Here is a neat problem that I spent a lot of time trying to solve when I was around ten. Around forty years ago.

I already learned about simple electronic circuits. In particular, I learned the rules to calculate resistance when resistors are connected in series: $$R=R_1+R_2.$$

or, when they are connected in parallel: $$R=\frac{1}{\displaystyle\frac{1}{R_1}+\displaystyle\frac{1}{R_2}}.$$

But... what about a resistor bridge? For the life of me, I could not figure it out. No matter what clever combination I tried, I could not reduce this circuit to a combination of series- and parallel-connected resistors.

Today, of course, I know better: it just cannot be done. What needs to be done, instead, is an application of Kirchoff's laws for circuits. Kirchoff's current law is that the sum of currents entering and exiting a node (junction) will always be zero. Kirchoff's voltage law is that the sum of voltages over any closed circuit will be zero.

§

• Set of tasks:
1 – Please reproduce the passage on the resistor bridge between "Here is a neat" and "and parallel-connected resistors.", inclusive.
2 – Answer these about the passage on the resistor bridge:
(a) About how old was the writer when first working on the problem?
(b) Can a resistor bridge be reduced to series- and parallel-connected resistors?
(c) What does Kirchoff's current law state?
The material after this point is from an unrelated source.

§

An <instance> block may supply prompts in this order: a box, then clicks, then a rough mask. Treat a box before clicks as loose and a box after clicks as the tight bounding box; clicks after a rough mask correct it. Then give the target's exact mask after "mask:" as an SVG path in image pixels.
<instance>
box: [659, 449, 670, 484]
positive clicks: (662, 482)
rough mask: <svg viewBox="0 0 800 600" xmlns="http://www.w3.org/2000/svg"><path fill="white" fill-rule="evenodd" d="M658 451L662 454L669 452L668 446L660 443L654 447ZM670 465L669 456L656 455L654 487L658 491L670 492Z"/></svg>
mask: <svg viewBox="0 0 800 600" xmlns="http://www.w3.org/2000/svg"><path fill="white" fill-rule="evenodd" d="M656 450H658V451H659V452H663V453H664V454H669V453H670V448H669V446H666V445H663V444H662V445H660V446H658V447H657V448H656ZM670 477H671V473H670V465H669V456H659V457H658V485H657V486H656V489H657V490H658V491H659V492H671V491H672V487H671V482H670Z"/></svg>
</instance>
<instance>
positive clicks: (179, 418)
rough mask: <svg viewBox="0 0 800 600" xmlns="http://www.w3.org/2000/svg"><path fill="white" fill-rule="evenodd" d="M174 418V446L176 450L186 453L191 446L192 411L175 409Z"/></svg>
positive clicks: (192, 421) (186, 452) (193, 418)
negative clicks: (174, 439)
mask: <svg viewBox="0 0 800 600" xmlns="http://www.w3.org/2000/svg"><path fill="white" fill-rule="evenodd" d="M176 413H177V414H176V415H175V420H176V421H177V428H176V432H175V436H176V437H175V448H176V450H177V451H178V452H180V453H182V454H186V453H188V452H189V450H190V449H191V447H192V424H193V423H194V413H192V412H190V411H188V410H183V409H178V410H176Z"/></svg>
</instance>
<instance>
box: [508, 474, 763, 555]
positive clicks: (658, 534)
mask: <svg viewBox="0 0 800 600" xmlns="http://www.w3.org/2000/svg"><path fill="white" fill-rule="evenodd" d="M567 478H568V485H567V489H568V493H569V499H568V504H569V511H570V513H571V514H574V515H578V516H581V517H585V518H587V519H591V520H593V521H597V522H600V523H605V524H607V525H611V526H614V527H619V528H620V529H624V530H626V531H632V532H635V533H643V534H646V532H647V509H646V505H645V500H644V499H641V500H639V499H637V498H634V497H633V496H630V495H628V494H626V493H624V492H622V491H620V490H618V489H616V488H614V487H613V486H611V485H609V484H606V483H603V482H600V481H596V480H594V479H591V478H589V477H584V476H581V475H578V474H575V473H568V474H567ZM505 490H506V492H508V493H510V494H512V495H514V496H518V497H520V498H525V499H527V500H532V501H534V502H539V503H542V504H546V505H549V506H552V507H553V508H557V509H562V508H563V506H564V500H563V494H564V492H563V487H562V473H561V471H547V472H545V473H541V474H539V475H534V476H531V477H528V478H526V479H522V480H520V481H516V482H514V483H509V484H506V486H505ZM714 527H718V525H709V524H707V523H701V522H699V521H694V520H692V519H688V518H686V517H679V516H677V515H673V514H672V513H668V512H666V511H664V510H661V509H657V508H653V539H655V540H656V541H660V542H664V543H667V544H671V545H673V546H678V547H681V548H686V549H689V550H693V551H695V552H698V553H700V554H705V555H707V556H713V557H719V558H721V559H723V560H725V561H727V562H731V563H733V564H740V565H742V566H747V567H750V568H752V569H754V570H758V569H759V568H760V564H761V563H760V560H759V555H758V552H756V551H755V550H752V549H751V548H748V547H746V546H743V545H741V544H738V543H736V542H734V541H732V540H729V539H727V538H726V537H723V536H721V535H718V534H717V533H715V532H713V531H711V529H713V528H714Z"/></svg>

§

• Answers by item:
1 –
Here is a neat problem that I spent a lot of time trying to solve when I was around ten. Around forty years ago.

I already learned about simple electronic circuits. In particular, I learned the rules to calculate resistance when resistors are connected in series: $$R=R_1+R_2.$$

or, when they are connected in parallel: $$R=\frac{1}{\displaystyle\frac{1}{R_1}+\displaystyle\frac{1}{R_2}}.$$

But... what about a resistor bridge? For the life of me, I could not figure it out. No matter what clever combination I tried, I could not reduce this circuit to a combination of series- and parallel-connected resistors.

2 –
(a) Around ten.
(b) No, it cannot be done.
(c) The sum of currents entering and exiting a node (junction) will always be zero.